# Hadoop Streaming assignment 1: Words Rating

The purpose of this task is to create your own WordCount program for Wikipedia dump processing and learn basic concepts of the MapReduce.

In this task you have to find the 7th word by popularity and its quantity in the reverse order (most popular first) in Wikipedia data (`/data/wiki/en_articles_part`).

There are several points for this task:

1) As an output, you have to get the 7th word and its quantity separated by a tab character.

2) You must use the second job to obtain a totally ordered result.

3) Do not forget to redirect all trash and output to /dev/null.

Here you can find the draft of the task main steps. You can use other methods for solution obtaining.

## Step 1. Create mapper and reducer.

<b>Hint:</b>  Demo task contains almost all the necessary pieces to complete this assignment. You may use the demo to implement the first MapReduce Job.

In [1]:
%%writefile mapper1.py

import sys
import re

reload(sys)
sys.setdefaultencoding('utf-8') # required to convert to unicode

for line in sys.stdin:
    try:
        article_id, text = unicode(line.strip()).split('\t', 1)
    except ValueError as e:
        continue
    words = re.split("\W*\s+\W*", text, flags=re.UNICODE)
    for word in words:
        print >> sys.stderr, "reporter:counter:Wiki stats,Total words,%d" % 1
        print "%s\t%d" % (word.lower(), 1)

Data excerpt =>

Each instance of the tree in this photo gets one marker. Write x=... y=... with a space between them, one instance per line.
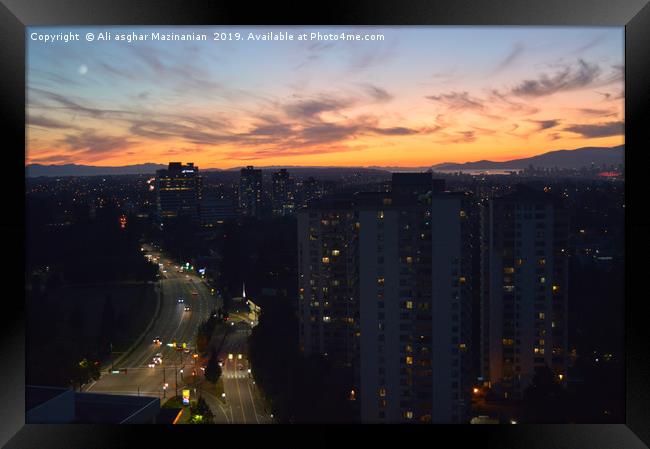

Directions =>
1. From the assignment page above the data, list each of the numbered points set out for the task.
2. Reproduce the passage of the assignment page starting at "In this task" and ending at "output to /dev/null.".

Exercise results =>
1.
1) The output must be the 7th word and its quantity, separated by a tab character.
2) A second job must be used to obtain a totally ordered result.
3) All trash and output must be redirected to /dev/null.

2.
In this task you have to find the 7th word by popularity and its quantity in the reverse order (most popular first) in Wikipedia data (`/data/wiki/en_articles_part`).

There are several points for this task:

1) As an output, you have to get the 7th word and its quantity separated by a tab character.

2) You must use the second job to obtain a totally ordered result.

3) Do not forget to redirect all trash and output to /dev/null.